South Carolina Institute of Archaeology and Anthropology
- Parent institution: University of South Carolina
- Established: 1963
- Location: Columbia, South Carolina, United States
- Coordinates: 33°59′58″N 81°01′47″W﻿ / ﻿33.9993217°N 81.0298143°W
- Interactive map of South Carolina Institute of Archaeology and Anthropology
- Website: sc.edu/study/colleges_schools/artsandsciences/sc_institute_archeology_and_anthropology/index.php

= South Carolina Institute of Archaeology and Anthropology =

Research institute of the University of South Carolina

The South Carolina Institute of Archaeology and Anthropology, or SCIAA, was founded in 1963 as a research institute at University of South Carolina and as a State cultural resource management agency. In the latter capacity, SCIAA is part of the Executive Department of the South Carolina State Government and serves as the main State agency concerned with the State's Archaeology (both prehistoric and historic), and its discovery, study, interpretation, publication, and official conservation at its curatorial facilities. As a University research institute, SCIAA both initiates and conducts a wide spectrum of field investigations and collections research throughout South Carolina. SCIAA participates in numerous university projects, and is a significant part of the University's infrastructure, and the University's publication series.

== History ==
In 1968, laws were passed to help control salvage that included the Hobby Diver License and under the authority of SCIAA Director Dr. Robert L. Stephenson.

The institute has 252 ancestral remains and 9,748 known funerary objects of Native Americans. The institute is in consultation with tribes under the process established under the Native American Graves Protection and Repatriation Act passed by Congress in 1990.

== Divisions ==
Among the divisions at the institute are the Maritime Research Division, studying submerged cultural heritage and shipwreck sites; the Savannah River Archaeological Research Program oversees the Savannah River Site in Ellenton for the US Department of Energy; the Allendale Paleoindian Expedition studying a Clovis and pre-Clovis site in Allendale County; and the Military Sites Research Program researching conflict and war through archaeological research.

== Camden Battlefield ==
Over a period of almost 30 years, SCIAA archaeologists James Legg and Steven D. Smith have studied and documented the site of the Battle of Camden. Beginning in 2020, the team discovered human remains and military artifacts attributed to combatants in the 1780 Revolutionary War battle. From September to November of 2022, certain areas of the site were excavated and the bodies of 14 individuals were recovered from 7 burials. One of the mass graves, Burial 9 contained 5 individuals, several of which were teenagers.

Known as the Camden Fourteen, after anthropological investigation and sampling for DNA studies, all were honored in a three day military funeral in Camden.

On June 18, 2026, the first successful Camden Fourteen DNA identification was announced. Private John Pumphrey, one of the teenagers found in Burial 9, was a member of the 7th Maryland Regiment.

**Required work**
a – Say whether each statement agrees with the SCIAA text, answering yes or no and quoting the deciding words: (i) SCIAA was founded in 1963. (ii) The Allendale Paleoindian Expedition oversees the Savannah River Site. (iii) Burial 9 held all fourteen individuals recovered in 2022.
b – Answer from the SCIAA text:
(i) Who was SCIAA Director when the 1968 salvage laws were passed?
(ii) How many known funerary objects of Native Americans does the institute hold?
(iii) What regiment was Private John Pumphrey a member of?
The entries that come next are from a separate source.

Recorded data
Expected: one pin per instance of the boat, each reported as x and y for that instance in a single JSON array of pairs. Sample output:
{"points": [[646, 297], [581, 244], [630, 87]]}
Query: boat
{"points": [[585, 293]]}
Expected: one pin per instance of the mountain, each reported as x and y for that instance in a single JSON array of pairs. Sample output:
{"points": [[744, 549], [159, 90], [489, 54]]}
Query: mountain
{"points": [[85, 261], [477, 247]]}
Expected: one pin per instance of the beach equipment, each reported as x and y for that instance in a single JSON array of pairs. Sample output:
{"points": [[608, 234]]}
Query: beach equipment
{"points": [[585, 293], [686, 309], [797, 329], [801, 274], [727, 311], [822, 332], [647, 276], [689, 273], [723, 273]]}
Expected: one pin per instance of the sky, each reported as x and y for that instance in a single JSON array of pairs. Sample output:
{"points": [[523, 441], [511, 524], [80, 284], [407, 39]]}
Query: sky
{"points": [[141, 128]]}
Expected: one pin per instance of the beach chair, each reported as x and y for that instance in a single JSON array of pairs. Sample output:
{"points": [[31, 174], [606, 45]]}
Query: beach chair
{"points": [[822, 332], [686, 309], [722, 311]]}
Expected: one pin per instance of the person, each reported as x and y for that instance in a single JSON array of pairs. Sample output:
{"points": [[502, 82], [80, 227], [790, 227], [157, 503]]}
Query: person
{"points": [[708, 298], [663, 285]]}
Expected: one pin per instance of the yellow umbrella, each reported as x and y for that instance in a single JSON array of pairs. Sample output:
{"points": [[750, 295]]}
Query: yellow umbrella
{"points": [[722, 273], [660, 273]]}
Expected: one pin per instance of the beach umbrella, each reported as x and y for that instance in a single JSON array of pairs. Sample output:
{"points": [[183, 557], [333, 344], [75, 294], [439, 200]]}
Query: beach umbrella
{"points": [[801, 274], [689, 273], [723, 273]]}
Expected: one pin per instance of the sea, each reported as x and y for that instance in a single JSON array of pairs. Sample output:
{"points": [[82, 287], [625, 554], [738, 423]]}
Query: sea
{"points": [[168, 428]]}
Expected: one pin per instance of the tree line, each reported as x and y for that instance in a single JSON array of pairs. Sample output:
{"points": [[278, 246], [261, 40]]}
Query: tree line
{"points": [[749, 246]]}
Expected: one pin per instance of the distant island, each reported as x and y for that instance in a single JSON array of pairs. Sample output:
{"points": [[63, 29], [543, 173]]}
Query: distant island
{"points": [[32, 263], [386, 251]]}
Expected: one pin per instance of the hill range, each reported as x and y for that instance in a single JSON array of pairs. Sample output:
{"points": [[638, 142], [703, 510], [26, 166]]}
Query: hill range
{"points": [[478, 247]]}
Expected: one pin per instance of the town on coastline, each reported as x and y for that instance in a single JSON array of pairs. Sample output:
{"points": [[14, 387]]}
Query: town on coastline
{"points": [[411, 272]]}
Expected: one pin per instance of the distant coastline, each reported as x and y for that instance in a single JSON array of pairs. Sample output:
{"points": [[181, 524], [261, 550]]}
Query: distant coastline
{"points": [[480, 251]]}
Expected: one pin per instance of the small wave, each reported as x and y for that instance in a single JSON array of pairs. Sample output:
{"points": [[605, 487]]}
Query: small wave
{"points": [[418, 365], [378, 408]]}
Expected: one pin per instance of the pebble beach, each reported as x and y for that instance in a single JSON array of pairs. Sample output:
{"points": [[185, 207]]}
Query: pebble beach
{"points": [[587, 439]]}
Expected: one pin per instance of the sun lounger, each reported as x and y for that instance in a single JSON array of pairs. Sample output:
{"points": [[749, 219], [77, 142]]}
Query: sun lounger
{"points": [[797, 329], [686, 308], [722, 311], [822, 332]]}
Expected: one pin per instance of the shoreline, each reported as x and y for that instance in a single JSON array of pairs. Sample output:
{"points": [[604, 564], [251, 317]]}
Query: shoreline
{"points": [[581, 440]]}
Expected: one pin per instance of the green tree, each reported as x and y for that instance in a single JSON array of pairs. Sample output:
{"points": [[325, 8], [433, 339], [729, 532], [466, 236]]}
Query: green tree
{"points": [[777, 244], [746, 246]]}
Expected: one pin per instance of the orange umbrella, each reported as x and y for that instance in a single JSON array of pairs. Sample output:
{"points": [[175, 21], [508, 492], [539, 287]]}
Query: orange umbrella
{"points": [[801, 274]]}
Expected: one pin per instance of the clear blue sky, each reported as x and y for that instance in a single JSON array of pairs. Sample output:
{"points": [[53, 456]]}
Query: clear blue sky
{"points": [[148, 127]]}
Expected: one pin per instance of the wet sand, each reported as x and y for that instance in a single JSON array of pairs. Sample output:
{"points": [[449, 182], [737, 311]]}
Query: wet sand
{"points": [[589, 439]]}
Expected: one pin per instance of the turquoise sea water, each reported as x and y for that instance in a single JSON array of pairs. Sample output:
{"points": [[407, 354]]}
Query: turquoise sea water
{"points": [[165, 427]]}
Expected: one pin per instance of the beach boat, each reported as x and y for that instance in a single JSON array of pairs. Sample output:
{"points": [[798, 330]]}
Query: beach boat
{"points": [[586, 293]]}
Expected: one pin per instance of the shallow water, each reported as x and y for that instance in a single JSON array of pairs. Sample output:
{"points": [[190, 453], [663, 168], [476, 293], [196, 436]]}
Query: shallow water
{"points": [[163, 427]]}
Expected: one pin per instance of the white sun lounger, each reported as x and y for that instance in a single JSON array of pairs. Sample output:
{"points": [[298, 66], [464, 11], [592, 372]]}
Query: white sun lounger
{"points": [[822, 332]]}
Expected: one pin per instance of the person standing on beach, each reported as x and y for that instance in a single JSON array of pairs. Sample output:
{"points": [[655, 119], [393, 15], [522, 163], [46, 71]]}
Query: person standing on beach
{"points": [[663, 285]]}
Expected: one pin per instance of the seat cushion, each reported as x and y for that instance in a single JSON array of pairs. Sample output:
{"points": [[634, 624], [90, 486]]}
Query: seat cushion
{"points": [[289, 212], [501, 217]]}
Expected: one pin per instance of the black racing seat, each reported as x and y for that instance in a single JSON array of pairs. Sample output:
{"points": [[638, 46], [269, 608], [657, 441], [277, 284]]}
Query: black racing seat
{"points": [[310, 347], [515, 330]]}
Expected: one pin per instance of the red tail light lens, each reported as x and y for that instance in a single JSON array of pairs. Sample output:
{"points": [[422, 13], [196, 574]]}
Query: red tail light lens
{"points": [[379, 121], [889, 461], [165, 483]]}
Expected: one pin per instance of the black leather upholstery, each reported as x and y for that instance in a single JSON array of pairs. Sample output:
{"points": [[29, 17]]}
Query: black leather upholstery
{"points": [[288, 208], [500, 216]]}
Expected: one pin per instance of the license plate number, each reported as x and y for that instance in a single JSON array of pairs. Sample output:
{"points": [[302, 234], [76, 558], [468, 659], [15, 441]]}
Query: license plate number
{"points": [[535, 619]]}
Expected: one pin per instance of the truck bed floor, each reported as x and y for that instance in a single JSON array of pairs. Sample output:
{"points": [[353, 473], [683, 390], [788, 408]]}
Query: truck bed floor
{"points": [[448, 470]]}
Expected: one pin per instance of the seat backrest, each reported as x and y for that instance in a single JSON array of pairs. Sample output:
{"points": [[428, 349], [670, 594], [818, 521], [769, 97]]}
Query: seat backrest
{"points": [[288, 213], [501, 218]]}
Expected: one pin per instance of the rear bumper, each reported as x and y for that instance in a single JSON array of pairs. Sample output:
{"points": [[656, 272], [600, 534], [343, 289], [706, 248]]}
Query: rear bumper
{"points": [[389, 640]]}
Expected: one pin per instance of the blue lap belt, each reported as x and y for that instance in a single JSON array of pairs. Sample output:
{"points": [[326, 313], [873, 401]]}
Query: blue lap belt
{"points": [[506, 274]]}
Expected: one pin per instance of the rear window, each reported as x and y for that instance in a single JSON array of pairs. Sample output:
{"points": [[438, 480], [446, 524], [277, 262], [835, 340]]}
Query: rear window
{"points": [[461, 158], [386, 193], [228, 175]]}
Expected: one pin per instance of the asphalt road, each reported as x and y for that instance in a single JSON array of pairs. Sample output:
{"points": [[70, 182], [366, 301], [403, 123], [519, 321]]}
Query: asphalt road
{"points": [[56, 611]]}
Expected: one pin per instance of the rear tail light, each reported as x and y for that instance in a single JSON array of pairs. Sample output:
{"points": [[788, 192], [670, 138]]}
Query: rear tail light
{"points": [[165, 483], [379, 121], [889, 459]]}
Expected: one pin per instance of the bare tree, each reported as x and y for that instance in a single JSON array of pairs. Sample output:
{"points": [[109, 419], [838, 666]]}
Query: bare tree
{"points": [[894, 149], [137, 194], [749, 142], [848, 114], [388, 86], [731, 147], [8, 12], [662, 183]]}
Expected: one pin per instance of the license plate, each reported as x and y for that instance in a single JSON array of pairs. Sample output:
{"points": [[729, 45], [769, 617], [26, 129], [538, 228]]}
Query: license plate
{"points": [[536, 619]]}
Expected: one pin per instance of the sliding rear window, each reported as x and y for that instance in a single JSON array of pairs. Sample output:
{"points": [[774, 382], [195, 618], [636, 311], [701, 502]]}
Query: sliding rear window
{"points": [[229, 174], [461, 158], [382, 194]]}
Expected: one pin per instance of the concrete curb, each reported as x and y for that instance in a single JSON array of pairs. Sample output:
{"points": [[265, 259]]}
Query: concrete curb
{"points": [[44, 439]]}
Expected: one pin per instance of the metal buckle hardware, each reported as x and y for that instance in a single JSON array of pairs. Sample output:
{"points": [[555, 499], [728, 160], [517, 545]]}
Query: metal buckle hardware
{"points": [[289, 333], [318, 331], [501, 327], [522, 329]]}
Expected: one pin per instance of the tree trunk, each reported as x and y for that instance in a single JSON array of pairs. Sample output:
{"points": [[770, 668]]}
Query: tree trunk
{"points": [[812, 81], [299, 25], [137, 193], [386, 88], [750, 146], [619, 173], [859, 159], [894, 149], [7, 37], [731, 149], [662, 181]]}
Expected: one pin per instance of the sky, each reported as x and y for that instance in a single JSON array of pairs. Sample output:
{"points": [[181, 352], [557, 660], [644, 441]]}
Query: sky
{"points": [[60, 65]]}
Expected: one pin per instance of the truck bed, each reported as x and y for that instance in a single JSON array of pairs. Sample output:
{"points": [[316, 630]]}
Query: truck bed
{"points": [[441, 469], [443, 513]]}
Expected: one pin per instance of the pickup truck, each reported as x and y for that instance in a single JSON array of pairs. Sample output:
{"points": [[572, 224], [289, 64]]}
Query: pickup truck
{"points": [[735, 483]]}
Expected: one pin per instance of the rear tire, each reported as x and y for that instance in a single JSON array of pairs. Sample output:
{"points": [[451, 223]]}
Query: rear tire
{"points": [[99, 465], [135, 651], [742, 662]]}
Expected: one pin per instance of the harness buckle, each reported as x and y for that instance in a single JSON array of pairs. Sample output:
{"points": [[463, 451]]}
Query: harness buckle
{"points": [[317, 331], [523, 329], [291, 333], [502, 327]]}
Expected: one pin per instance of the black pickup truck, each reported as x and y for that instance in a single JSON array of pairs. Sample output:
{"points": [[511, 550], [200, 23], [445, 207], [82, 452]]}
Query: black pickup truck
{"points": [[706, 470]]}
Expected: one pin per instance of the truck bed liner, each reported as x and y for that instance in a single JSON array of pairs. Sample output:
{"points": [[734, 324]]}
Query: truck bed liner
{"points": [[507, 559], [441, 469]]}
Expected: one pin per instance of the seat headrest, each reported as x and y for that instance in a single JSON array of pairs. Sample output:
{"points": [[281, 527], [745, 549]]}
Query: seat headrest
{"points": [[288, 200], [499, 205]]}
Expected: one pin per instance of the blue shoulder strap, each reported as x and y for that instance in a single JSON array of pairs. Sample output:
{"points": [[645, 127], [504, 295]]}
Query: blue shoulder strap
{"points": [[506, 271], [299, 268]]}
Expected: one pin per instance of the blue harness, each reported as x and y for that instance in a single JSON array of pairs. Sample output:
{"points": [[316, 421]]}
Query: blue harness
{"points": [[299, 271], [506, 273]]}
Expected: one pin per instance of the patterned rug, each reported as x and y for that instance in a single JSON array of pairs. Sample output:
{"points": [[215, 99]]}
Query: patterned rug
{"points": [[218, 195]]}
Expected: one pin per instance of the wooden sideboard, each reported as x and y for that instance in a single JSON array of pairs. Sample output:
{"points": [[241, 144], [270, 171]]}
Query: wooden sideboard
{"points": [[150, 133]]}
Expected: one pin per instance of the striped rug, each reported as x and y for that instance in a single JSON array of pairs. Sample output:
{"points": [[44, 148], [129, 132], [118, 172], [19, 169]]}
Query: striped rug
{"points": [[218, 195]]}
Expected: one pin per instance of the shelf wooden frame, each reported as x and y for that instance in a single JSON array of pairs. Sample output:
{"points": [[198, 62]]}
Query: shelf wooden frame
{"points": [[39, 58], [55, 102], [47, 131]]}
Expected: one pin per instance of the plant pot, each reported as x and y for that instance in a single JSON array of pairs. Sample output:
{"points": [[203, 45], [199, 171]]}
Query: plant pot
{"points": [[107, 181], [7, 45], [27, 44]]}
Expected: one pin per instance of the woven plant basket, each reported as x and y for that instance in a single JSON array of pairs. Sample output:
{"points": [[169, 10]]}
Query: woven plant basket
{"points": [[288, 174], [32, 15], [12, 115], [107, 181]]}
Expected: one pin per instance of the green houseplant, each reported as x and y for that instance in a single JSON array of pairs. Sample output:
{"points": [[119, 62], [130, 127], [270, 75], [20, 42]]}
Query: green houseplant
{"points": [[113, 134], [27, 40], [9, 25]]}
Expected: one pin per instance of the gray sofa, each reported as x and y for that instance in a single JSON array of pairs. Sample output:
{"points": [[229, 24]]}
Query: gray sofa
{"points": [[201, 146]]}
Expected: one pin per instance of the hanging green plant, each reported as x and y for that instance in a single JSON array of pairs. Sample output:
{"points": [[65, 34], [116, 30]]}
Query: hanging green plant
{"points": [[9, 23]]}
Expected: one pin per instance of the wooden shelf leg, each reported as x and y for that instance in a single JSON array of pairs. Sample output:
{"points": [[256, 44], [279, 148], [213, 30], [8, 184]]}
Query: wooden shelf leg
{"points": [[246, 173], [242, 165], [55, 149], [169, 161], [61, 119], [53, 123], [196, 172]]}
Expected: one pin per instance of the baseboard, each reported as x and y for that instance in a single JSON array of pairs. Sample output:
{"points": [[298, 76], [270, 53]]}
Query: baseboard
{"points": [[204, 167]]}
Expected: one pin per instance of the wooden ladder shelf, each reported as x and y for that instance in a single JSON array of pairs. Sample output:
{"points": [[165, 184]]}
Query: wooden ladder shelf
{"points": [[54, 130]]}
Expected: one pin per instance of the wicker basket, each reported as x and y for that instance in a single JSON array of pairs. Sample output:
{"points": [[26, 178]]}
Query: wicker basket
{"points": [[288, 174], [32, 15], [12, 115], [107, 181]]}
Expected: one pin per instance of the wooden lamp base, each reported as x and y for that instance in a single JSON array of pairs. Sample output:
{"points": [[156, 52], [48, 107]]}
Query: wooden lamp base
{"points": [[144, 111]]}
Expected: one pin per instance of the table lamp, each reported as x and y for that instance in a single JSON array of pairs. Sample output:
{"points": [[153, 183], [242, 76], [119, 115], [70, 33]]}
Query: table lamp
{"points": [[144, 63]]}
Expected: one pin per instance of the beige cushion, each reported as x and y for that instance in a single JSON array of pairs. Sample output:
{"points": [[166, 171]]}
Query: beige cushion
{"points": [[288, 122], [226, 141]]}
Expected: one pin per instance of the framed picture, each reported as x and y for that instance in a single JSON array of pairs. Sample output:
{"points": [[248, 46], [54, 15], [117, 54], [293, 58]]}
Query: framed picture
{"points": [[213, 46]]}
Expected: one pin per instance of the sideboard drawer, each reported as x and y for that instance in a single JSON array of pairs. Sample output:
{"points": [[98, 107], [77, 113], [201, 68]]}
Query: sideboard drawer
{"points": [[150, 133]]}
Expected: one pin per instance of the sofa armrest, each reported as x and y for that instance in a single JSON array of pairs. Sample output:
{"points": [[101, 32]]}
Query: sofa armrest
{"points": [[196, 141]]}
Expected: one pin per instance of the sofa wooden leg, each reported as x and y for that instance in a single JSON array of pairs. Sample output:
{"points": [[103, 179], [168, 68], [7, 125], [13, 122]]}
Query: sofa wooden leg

**List of solutions**
a –
(i) Yes: "was founded in 1963 as a research institute at University of South Carolina"
(ii) No: "the Savannah River Archaeological Research Program oversees the Savannah River Site in Ellenton"
(iii) No: "Burial 9 contained 5 individuals"

b –
(i) Dr. Robert L. Stephenson
(ii) 9,748
(iii) The 7th Maryland Regiment